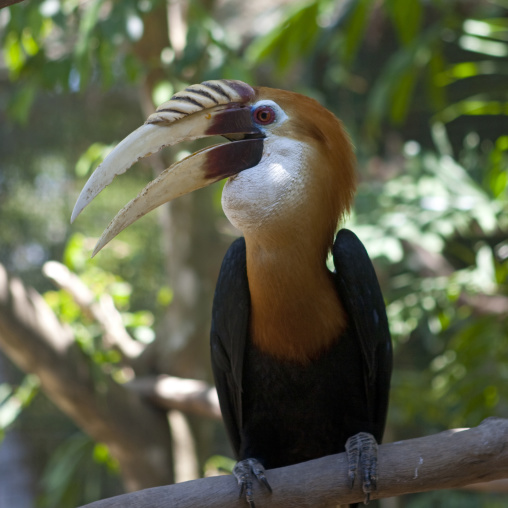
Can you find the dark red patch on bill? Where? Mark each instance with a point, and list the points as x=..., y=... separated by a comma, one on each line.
x=234, y=119
x=232, y=158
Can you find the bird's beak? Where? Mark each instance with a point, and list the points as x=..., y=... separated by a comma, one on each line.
x=209, y=109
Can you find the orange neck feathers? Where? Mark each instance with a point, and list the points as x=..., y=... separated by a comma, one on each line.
x=295, y=310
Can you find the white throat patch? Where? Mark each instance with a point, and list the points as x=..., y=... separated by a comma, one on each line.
x=272, y=189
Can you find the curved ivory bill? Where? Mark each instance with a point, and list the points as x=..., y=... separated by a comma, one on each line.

+++

= Prompt =
Set out the records above as a numbered list, omitting any blank lines and leaving out the pictures.

= Response for this exercise =
1. Can you find the dark red patch on bill? Where? Mark each instance with a point, and list the points as x=..., y=... separated by a comma, one on each line.
2. x=234, y=119
3. x=232, y=158
4. Can you find the bird's beak? Where? Mark each instance with a point, and list the points as x=..., y=... separated by a comma, one on each line.
5. x=209, y=109
6. Can you find the orange neck feathers? Where? Mark each instance with a point, and list the points as x=..., y=... separated by a comma, one on each line.
7. x=295, y=310
8. Can you find the white throat patch? Where? Mark each instance with a point, and list the points as x=..., y=... separated by a comma, one on each line.
9. x=272, y=189
10. Can you find the curved ivory bill? Where? Mark each instance with a point, and list the points as x=..., y=... separated by a comma, one on each line.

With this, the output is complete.